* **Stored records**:

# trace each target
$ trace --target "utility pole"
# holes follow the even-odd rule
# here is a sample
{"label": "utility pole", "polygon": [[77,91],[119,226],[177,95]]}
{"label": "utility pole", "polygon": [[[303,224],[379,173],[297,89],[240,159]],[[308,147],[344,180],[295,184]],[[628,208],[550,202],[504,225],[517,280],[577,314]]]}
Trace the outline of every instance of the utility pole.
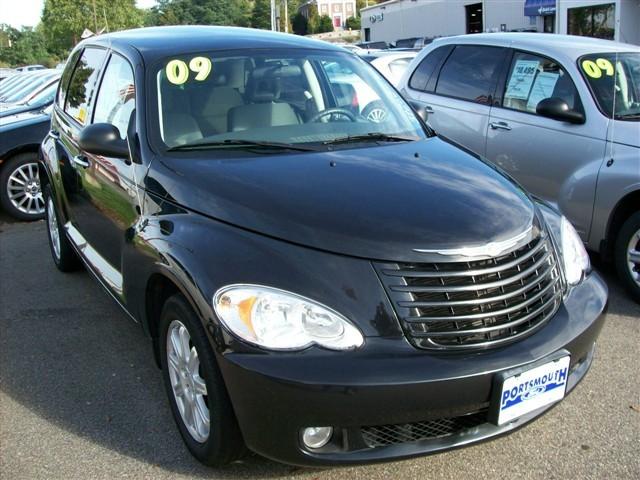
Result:
{"label": "utility pole", "polygon": [[289,0],[282,0],[284,3],[284,32],[289,33]]}
{"label": "utility pole", "polygon": [[276,0],[271,0],[271,30],[276,31]]}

* **Task objective**: Copy out the entries exactly. No pictures.

* **Written response**:
# trace each target
$ trace --target "utility pole"
# holes follow the even-odd rule
# here is a sample
{"label": "utility pole", "polygon": [[77,91],[119,226],[177,95]]}
{"label": "utility pole", "polygon": [[[303,224],[379,173],[297,89],[240,159]],[[308,147],[344,180],[295,184]],[[628,208],[550,202],[504,225],[517,280],[577,314]]]}
Trace the outline of every instance of the utility pole.
Result:
{"label": "utility pole", "polygon": [[289,0],[282,0],[284,3],[284,32],[289,33]]}
{"label": "utility pole", "polygon": [[276,0],[271,0],[271,30],[276,31]]}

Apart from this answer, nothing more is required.